THE PROBLEM » Copy nothing but the lines below running from the line containing "hair in this photo, one per instance." through the line containing "sidewalk in this photo, one per instance.", both end lines included.

[Entries taken from a collection]
•••
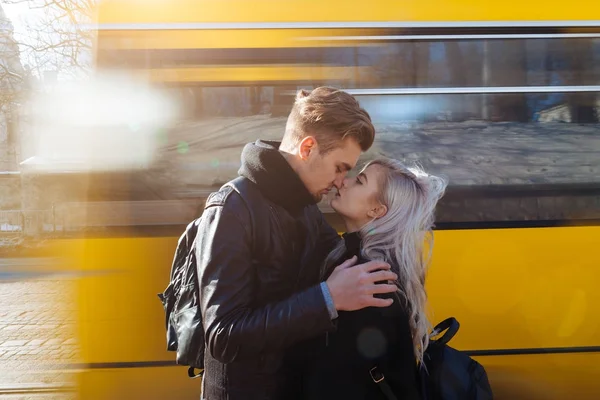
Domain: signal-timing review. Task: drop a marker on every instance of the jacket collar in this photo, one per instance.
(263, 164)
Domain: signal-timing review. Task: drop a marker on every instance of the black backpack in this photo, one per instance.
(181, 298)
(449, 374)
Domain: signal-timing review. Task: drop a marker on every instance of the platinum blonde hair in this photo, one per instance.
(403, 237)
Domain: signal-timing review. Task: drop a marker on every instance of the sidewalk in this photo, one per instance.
•••
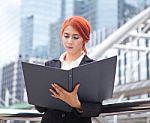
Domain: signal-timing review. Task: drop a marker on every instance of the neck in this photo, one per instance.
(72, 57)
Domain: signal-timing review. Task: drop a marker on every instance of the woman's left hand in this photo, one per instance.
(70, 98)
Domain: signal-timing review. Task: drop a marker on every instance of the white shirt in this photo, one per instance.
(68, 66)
•••
YOUR SOLUTION »
Domain: signal-timing review. Task: drop a marker on every instance of the platinum blonde hair in this photo, one per instance.
(403, 237)
Domain: signal-timing review. Task: drop a marker on every instance of the sidewalk in this photo, one per instance.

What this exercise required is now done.